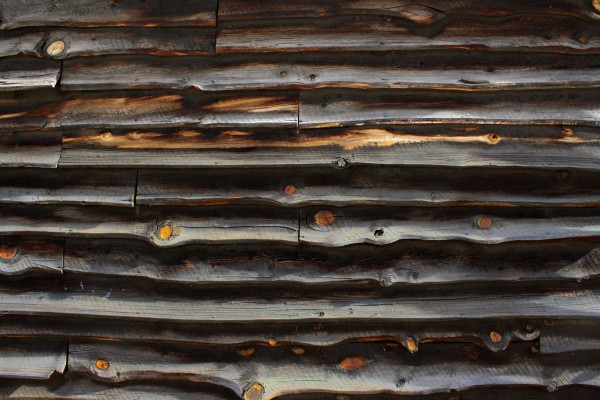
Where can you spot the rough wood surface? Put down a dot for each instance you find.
(85, 13)
(476, 71)
(32, 358)
(348, 369)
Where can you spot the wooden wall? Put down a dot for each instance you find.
(323, 199)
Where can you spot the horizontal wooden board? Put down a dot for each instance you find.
(403, 265)
(25, 73)
(15, 14)
(366, 70)
(366, 185)
(342, 227)
(32, 358)
(162, 227)
(519, 32)
(294, 336)
(107, 41)
(86, 187)
(553, 147)
(322, 109)
(34, 149)
(31, 256)
(35, 110)
(425, 12)
(364, 368)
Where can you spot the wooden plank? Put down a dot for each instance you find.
(550, 147)
(23, 256)
(85, 187)
(79, 388)
(35, 110)
(23, 73)
(106, 41)
(86, 13)
(425, 12)
(403, 265)
(367, 185)
(476, 71)
(296, 334)
(320, 109)
(342, 227)
(162, 227)
(364, 368)
(518, 32)
(40, 150)
(144, 305)
(32, 358)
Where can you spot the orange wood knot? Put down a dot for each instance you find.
(55, 48)
(249, 352)
(102, 364)
(493, 137)
(352, 363)
(484, 222)
(495, 337)
(254, 392)
(324, 218)
(411, 344)
(7, 252)
(165, 231)
(289, 190)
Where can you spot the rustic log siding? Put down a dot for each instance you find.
(226, 199)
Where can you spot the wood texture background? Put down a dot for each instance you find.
(328, 200)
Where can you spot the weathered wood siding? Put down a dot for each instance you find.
(324, 199)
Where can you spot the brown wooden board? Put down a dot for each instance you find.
(472, 71)
(85, 13)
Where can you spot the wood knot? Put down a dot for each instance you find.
(102, 364)
(353, 362)
(55, 48)
(484, 222)
(254, 392)
(324, 218)
(7, 252)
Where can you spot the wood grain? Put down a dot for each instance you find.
(85, 187)
(86, 13)
(379, 370)
(471, 71)
(366, 185)
(56, 110)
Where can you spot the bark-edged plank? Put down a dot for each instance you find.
(85, 187)
(89, 13)
(23, 73)
(32, 358)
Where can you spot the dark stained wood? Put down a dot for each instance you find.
(475, 71)
(86, 187)
(519, 32)
(39, 150)
(30, 256)
(15, 14)
(32, 358)
(181, 226)
(365, 185)
(403, 265)
(23, 73)
(107, 41)
(35, 110)
(369, 368)
(424, 12)
(554, 147)
(322, 109)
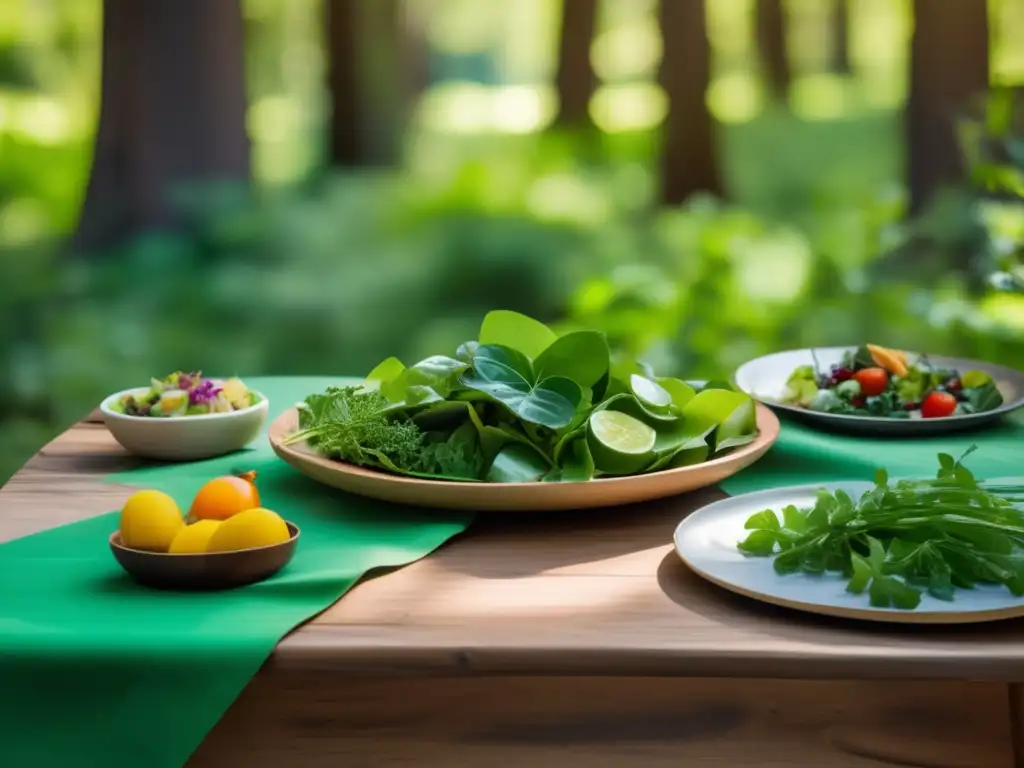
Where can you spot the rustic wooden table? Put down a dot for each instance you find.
(580, 639)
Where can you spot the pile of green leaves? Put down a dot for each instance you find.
(901, 540)
(515, 406)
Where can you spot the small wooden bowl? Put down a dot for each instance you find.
(218, 570)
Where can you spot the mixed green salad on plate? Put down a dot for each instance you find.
(521, 403)
(187, 394)
(875, 381)
(901, 540)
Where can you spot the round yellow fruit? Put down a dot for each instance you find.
(193, 539)
(150, 520)
(248, 529)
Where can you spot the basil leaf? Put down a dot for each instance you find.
(581, 355)
(517, 332)
(506, 375)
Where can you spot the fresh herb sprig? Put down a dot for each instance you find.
(900, 540)
(359, 426)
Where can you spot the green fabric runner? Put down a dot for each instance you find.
(95, 671)
(803, 456)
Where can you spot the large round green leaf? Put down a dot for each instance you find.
(506, 375)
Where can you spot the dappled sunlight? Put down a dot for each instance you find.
(819, 96)
(472, 109)
(1006, 310)
(774, 268)
(636, 107)
(629, 51)
(567, 198)
(42, 119)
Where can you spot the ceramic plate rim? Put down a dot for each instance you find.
(1003, 410)
(866, 613)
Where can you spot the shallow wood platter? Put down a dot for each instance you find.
(519, 497)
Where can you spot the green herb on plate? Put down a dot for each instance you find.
(521, 403)
(900, 540)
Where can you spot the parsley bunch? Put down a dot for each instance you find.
(898, 541)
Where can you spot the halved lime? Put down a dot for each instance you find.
(649, 392)
(620, 443)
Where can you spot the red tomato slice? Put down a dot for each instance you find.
(938, 404)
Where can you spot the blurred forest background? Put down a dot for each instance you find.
(306, 186)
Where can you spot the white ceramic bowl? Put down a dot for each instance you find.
(183, 437)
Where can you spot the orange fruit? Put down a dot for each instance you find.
(892, 360)
(224, 497)
(194, 538)
(248, 529)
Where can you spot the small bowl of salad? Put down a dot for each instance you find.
(871, 388)
(185, 417)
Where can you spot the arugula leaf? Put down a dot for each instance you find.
(384, 376)
(732, 413)
(679, 390)
(898, 541)
(507, 376)
(985, 397)
(508, 329)
(517, 463)
(576, 463)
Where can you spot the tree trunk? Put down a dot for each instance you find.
(948, 68)
(340, 26)
(841, 37)
(369, 89)
(574, 79)
(771, 42)
(689, 163)
(172, 113)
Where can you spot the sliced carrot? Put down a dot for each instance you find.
(892, 360)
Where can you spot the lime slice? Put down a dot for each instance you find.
(621, 444)
(649, 392)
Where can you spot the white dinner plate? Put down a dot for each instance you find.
(707, 543)
(765, 378)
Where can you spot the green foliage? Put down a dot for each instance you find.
(511, 418)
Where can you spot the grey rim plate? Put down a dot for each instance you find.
(707, 543)
(764, 379)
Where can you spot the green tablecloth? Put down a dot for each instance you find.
(803, 456)
(96, 671)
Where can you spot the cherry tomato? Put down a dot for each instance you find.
(938, 404)
(872, 381)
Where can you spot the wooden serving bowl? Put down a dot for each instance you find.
(204, 571)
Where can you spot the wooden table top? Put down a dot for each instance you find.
(594, 593)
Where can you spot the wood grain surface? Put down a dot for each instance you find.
(561, 640)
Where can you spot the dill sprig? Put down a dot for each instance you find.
(901, 540)
(352, 425)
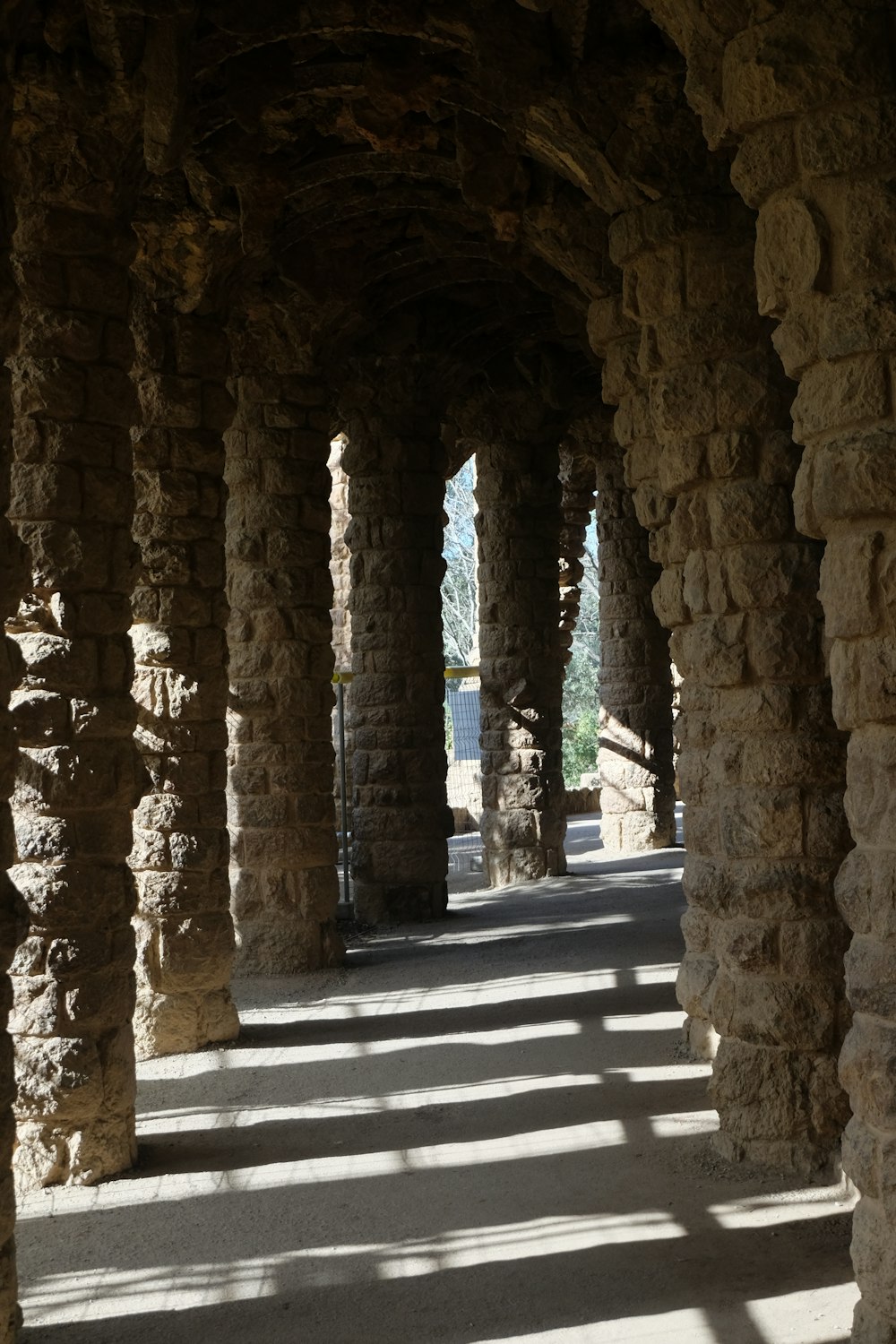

**Aim:** Select every line of the entries above that contains the word "rustic", and treat uppercase and lowercase as different.

**Task result:**
Where can you spot the rustic log siding? Put down a dot for each instance you find.
Where can you spot the rustic wooden table? Put down a dot for each instance you find.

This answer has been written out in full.